YOUR TASK –
Please report how many lines below contain "wooden", writing nothing except the number.

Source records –

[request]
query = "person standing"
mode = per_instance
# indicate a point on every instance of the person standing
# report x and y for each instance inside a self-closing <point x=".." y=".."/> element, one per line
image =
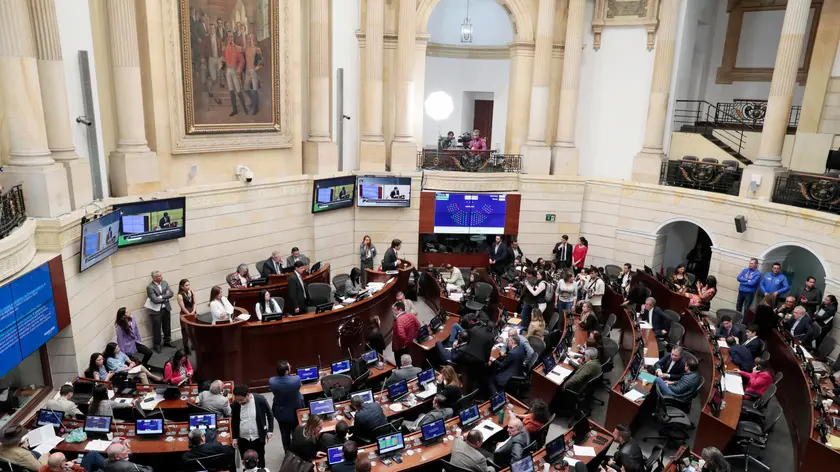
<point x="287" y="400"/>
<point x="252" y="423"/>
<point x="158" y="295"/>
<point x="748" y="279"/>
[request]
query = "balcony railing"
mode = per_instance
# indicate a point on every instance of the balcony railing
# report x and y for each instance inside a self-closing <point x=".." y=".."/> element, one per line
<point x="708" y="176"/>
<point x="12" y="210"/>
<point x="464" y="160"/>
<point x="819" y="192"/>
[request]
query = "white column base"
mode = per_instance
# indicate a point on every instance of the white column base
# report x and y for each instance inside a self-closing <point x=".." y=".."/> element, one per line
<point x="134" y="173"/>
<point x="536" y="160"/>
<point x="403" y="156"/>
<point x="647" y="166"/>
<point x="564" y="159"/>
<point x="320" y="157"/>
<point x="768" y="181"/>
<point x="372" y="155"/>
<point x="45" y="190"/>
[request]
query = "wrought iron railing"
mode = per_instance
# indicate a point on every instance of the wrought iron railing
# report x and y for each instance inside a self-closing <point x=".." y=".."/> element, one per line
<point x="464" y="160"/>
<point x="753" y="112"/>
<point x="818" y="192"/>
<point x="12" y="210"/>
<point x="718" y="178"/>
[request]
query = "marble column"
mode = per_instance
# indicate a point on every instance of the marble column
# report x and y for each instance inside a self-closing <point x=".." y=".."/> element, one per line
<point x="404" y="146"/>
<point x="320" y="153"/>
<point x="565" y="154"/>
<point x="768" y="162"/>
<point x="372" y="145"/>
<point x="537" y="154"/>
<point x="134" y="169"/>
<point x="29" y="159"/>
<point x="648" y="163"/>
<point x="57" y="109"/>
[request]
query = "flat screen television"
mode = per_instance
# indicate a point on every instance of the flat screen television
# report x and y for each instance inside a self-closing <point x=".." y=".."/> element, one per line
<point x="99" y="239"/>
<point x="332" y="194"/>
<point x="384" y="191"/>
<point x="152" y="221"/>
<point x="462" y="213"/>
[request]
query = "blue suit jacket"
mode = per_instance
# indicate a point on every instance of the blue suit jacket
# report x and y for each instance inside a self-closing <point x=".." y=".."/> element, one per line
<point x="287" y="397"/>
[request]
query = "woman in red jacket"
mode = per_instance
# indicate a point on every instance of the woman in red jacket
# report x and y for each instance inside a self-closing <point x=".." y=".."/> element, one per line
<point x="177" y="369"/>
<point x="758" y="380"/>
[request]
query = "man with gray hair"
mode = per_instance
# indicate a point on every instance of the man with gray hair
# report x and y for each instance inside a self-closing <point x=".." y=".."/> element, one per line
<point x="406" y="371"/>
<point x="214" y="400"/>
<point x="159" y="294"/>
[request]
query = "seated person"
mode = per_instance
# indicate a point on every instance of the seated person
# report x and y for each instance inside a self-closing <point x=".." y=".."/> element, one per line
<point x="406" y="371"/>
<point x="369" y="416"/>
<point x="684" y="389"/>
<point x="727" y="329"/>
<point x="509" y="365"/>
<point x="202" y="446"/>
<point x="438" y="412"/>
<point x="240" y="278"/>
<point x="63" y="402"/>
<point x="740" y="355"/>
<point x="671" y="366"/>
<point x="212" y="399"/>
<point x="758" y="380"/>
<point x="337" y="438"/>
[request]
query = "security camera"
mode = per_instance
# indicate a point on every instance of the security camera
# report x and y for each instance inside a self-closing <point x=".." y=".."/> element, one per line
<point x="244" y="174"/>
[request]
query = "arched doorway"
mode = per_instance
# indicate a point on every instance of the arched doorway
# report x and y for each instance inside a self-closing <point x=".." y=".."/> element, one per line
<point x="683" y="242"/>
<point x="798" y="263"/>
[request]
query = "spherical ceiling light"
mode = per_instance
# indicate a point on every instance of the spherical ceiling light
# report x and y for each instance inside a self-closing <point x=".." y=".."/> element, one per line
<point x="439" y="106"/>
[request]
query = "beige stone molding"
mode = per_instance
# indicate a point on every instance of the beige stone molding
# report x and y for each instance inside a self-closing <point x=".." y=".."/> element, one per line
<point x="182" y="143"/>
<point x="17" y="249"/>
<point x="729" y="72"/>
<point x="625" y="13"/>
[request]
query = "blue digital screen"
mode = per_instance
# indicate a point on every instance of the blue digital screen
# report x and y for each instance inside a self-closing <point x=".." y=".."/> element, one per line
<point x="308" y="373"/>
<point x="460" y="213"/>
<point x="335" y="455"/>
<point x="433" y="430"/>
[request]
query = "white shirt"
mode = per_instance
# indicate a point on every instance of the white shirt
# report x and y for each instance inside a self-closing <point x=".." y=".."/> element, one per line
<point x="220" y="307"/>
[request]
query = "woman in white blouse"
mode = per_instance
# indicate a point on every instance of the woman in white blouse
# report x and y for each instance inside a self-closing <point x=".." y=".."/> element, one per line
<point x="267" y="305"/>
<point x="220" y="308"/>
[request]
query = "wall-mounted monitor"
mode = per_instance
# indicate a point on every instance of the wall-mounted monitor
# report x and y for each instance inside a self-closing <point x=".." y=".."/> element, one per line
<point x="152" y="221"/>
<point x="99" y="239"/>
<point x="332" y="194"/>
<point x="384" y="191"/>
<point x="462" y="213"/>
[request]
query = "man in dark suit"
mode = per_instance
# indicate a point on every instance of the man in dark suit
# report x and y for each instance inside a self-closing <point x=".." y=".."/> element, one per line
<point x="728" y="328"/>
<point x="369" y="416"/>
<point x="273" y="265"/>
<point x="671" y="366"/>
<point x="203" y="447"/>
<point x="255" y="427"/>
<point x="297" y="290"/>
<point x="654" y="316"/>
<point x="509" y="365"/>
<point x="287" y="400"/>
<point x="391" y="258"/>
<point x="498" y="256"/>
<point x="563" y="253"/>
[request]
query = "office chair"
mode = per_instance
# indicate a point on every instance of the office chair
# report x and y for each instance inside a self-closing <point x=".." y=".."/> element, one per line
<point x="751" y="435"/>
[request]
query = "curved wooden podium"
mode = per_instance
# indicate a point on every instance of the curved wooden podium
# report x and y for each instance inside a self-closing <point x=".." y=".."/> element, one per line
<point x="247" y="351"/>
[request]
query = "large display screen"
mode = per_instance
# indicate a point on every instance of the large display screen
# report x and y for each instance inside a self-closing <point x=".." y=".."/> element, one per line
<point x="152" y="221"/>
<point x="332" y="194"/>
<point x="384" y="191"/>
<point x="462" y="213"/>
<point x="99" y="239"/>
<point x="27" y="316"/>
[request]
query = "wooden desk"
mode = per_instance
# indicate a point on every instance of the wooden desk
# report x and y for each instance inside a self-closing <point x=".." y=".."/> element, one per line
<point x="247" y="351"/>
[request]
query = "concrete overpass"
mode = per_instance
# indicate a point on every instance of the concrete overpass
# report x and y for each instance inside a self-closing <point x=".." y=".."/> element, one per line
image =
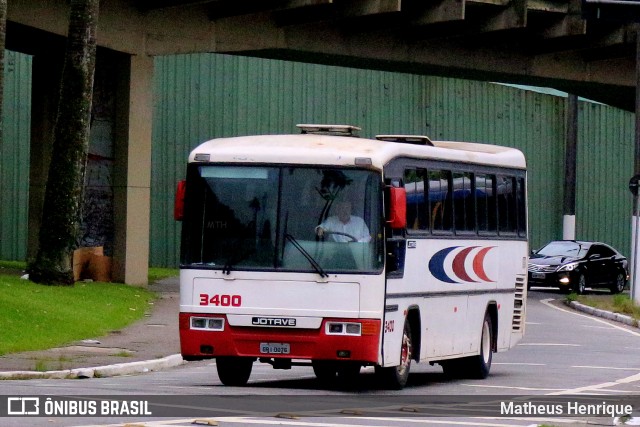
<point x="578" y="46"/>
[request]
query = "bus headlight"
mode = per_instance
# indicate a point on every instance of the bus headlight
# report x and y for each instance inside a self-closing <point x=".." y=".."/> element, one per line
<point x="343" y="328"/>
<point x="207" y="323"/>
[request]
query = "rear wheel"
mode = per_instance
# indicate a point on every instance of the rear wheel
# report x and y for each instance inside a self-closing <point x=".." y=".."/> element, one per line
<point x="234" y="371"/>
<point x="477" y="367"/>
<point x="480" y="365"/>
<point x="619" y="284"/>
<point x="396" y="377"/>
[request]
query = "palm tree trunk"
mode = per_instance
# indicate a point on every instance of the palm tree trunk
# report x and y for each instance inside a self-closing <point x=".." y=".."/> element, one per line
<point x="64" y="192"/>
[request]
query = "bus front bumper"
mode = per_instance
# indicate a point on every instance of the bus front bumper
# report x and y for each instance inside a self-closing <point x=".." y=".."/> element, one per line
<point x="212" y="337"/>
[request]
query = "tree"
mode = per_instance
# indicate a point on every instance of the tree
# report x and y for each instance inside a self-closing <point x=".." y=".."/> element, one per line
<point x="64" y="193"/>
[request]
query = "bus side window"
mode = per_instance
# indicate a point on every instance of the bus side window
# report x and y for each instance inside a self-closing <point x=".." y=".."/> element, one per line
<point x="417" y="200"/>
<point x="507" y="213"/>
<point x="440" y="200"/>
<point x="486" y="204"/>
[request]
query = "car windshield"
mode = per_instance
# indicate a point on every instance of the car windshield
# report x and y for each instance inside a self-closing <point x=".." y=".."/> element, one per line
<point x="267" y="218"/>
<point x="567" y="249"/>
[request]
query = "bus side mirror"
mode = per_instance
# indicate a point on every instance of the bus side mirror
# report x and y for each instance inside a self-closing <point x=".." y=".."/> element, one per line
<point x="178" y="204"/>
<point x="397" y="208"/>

---

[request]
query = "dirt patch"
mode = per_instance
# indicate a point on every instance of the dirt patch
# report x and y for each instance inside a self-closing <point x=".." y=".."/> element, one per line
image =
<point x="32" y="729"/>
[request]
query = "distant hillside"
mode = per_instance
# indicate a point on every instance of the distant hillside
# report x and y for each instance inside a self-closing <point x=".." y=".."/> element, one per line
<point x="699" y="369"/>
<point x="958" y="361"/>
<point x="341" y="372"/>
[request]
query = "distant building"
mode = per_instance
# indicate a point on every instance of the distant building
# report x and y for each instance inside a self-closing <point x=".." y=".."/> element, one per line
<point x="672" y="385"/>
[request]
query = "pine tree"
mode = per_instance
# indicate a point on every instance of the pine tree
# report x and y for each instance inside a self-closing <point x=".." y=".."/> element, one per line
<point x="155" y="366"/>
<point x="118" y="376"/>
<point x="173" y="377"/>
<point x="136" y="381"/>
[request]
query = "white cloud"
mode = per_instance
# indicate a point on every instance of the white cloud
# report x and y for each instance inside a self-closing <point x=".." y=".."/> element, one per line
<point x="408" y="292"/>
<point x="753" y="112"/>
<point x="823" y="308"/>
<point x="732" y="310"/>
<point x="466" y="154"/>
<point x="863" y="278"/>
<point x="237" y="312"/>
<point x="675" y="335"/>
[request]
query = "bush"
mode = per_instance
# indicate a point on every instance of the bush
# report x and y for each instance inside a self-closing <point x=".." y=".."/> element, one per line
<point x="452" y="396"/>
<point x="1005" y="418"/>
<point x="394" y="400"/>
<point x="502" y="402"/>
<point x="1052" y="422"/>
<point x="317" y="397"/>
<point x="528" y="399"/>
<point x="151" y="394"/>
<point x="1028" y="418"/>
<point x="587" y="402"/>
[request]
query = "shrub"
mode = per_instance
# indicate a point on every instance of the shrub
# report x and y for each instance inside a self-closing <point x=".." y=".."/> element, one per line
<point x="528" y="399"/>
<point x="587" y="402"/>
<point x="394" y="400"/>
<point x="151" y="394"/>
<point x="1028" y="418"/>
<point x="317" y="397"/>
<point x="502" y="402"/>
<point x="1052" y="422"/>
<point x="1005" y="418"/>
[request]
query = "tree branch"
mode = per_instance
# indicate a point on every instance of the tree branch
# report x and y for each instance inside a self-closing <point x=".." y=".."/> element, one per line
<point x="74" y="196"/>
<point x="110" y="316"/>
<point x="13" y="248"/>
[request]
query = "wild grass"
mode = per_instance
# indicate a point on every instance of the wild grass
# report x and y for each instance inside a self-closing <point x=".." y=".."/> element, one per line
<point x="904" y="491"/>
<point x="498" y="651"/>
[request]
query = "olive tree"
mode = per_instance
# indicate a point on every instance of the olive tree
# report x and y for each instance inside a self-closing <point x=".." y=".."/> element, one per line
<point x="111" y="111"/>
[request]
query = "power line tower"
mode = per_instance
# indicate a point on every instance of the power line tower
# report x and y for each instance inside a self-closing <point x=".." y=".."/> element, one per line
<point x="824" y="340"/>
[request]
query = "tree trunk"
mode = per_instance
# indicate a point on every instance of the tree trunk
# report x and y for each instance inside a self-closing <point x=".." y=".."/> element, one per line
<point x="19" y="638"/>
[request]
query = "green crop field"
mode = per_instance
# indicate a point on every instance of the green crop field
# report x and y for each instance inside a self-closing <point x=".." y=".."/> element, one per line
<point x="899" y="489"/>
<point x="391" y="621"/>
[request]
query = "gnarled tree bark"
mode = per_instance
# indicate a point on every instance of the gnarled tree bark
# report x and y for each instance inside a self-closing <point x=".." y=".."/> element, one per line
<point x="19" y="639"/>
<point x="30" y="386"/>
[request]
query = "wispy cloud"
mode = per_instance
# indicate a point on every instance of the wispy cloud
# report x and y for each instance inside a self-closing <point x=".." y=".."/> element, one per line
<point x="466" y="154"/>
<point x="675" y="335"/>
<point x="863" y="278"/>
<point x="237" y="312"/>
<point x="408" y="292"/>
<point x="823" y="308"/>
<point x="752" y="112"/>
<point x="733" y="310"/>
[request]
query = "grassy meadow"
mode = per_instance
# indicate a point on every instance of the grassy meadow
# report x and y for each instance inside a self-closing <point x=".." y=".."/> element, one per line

--

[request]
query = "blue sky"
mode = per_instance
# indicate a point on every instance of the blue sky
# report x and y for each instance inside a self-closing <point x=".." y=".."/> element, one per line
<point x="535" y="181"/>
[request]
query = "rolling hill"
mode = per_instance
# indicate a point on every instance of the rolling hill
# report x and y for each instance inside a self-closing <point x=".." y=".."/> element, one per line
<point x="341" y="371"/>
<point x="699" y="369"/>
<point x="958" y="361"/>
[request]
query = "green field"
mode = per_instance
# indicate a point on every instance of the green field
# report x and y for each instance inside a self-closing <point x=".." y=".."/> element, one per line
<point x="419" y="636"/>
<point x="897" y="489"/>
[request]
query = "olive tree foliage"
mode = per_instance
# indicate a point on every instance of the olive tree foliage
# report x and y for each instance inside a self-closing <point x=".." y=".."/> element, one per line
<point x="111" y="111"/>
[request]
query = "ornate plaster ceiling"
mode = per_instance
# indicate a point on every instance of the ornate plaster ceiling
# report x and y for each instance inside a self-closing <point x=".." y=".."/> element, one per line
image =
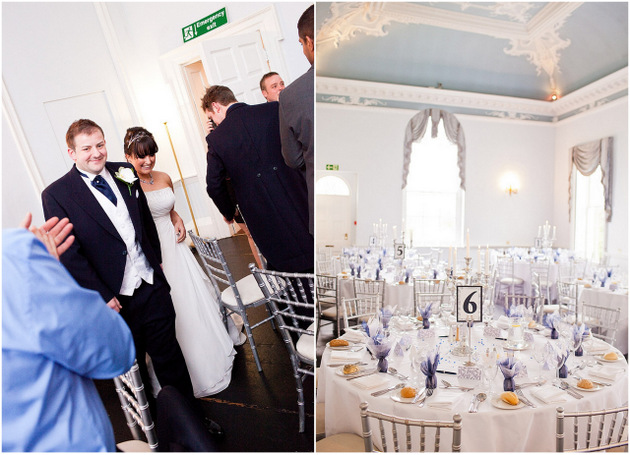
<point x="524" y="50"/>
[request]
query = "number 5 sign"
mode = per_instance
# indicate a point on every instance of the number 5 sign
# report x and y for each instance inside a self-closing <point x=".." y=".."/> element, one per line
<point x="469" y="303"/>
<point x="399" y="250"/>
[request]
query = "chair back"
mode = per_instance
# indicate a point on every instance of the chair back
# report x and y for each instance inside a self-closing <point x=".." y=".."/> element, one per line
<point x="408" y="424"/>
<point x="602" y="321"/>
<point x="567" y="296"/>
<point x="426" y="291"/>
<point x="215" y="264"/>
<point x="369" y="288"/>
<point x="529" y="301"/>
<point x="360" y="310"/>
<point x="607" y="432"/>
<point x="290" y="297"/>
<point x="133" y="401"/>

RESPONSE TO THIS EXERCISE –
4